OBJETIVO DO EXERCÍCIO:
Prolongue o texto sobre as duas memórias da praxe, começando imediatamente após a última frase apresentada.

FONTE:

★ ★ ★ ★ ★ ★ ★

Está aqui

Duas memórias da praxe

A praxe está na berlinda e não é por ser uma versão sofisticada do jogo do berlinde. Para fazer “jogo abaixo”, recordo duas vivências nas duas faculdades por onde passei: o Instituto Superior Técnico e Letras de Lisboa.
Foto do Movimento Anti-Tradição Académica.

1) Instituto Superior Técnico, 1997/1998.

Estava eu no segundo do ano do curso de Engenharia Física Tecnológica. Era início do ano letivo, época de praxes. A notícia correu depressa por vários pavilhões da universidade: dizia que um aluno do primeiro ano enfrentara os veteranos recusando enfeitar o seu cabelo com espuma de barbear. Pior: depois dos veteranos, contra a sua vontade, lhe espetarem com a espuma, o novo aluno devolveu a simpatia, sujando os senhores doutores (ultraje). De seguida, esgueirou-se para a zona do Pavilhão Central, exclusiva para as inscrições dos alunos do primeiro ano - a universidade garantira que só nesse pequeno recinto, e apenas nesse pequeno recinto, os novos alunos estariam a salvo da barbárie, a salvo dos borrões de tinta e laca nos impressos.

★ ★ ★ ★ ★ ★ ★

MATERIAL FORNECIDO:
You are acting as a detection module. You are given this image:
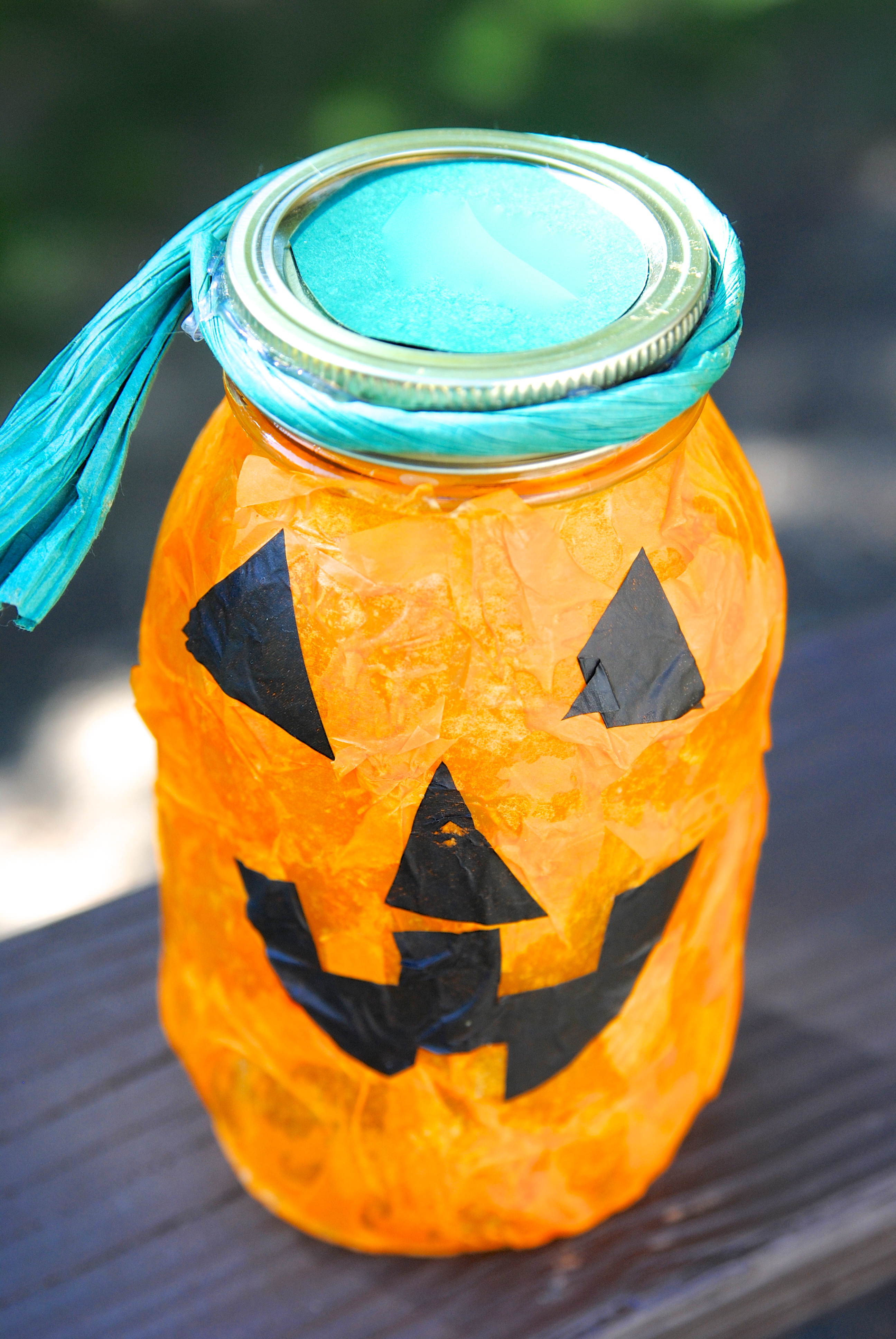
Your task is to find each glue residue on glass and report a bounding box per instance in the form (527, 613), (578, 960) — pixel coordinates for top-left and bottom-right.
(291, 159), (648, 353)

★ ★ ★ ★ ★ ★ ★

RESULTADO FINAL:
 

Um punhado de ativistas anti-praxe, em que me incluía, dirigiu-se para o local do crime, onde rapidamente se aglomerava uma multidão de alunos. Muitos de capa e batina, outros não. Mas quase todos ululavam. Sim, gritavam, vibravam, uivavam, tal como no Prós e Contras desta semana. Tinham carne fresca à sua espera. Aguardavam impacientemente que o aluno do primeiro ano saísse do coito. “Nem sabes o que te espera”, “Ó caloiro da m….estás fodi…”, “Agora é que tu vais ver!”. Unanimidade quase absoluta. Urgia repreender exemplarmente o caloiro que desobedecera. Perguntámos a um veterano que quase espumava de raiva: “Quem é o tipo?”, “É aquele, o da camisola da Nike”, respondia, assumindo sem questionar que estávamos ali pelas mesmas razões que eles (não seria óbvio?). “Ah sim, já estamos a ver”, dissemos nós, sem nos revelarmos. Foi aí que pedimos aos seguranças para entrar na zona exclusiva, no sentido de conversar com o aluno para “evitar males maiores”. Assim o fez um de nós, discretamente. Disse-lhe que, apesar da maioria que lá estava à sua espera ansiar por vingança, por mais estranho que parecesse havia gente com bom senso na universidade. Estávamos ali para o ajudar. À saída, rodeámos o aluno e com ele no meio furámos a multidão, num gesto ambíguo que baralhou os veteranos: “será que querem o caloiro só para eles?”.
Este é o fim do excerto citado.